> Collection entries

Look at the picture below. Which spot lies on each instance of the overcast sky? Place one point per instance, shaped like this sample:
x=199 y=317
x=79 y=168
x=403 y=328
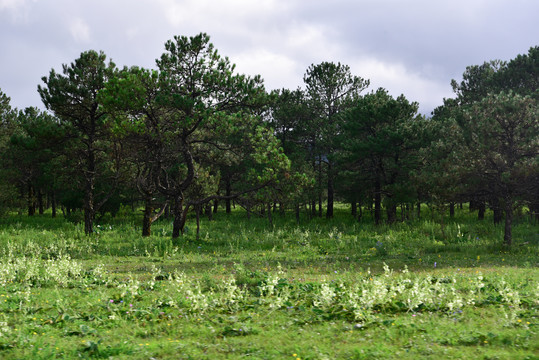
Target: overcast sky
x=410 y=47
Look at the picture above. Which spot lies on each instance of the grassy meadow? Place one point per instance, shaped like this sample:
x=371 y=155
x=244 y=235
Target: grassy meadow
x=320 y=289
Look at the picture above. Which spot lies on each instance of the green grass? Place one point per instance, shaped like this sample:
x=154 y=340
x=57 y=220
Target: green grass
x=321 y=289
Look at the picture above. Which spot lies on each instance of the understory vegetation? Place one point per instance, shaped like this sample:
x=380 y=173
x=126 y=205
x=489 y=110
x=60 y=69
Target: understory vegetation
x=320 y=289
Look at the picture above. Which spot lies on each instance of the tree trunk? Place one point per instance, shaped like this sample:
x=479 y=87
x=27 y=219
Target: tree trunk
x=197 y=211
x=331 y=193
x=320 y=186
x=270 y=219
x=89 y=211
x=481 y=211
x=147 y=218
x=354 y=208
x=507 y=237
x=391 y=213
x=31 y=202
x=40 y=204
x=377 y=201
x=53 y=204
x=228 y=190
x=178 y=222
x=498 y=215
x=208 y=211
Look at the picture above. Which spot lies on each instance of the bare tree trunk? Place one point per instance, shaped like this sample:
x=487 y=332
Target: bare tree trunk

> Task item
Provide an exact transcript of the lines from the one that holds "x=244 y=235" through the final line of the data above.

> Reply
x=244 y=235
Target: grassy meadow
x=320 y=289
Look at the picture above. Which spot lies on each instance of the green grass? Place one point per instance, shaped like this sample:
x=154 y=340
x=57 y=220
Target: green grass
x=321 y=289
Look at the picture above. Which spot lies on each instance of the understory vegetation? Place one point per instance, shaped like this sample:
x=380 y=173
x=126 y=205
x=489 y=110
x=60 y=69
Target: understory vegetation
x=320 y=289
Look at the picture above. Which spot lies on each instance of the tree trunk? Place one point per instance, shaped like this sample:
x=479 y=87
x=27 y=219
Target: tree trunk
x=197 y=211
x=331 y=193
x=320 y=186
x=270 y=219
x=89 y=211
x=481 y=211
x=147 y=218
x=354 y=208
x=507 y=237
x=391 y=213
x=31 y=202
x=40 y=204
x=377 y=201
x=53 y=204
x=228 y=190
x=178 y=222
x=498 y=215
x=208 y=211
Look at the picture above. Which spot lies on each instance of the bare tree trunk? Place one point per instance, shaped like this sample:
x=487 y=332
Target: bare tree trunk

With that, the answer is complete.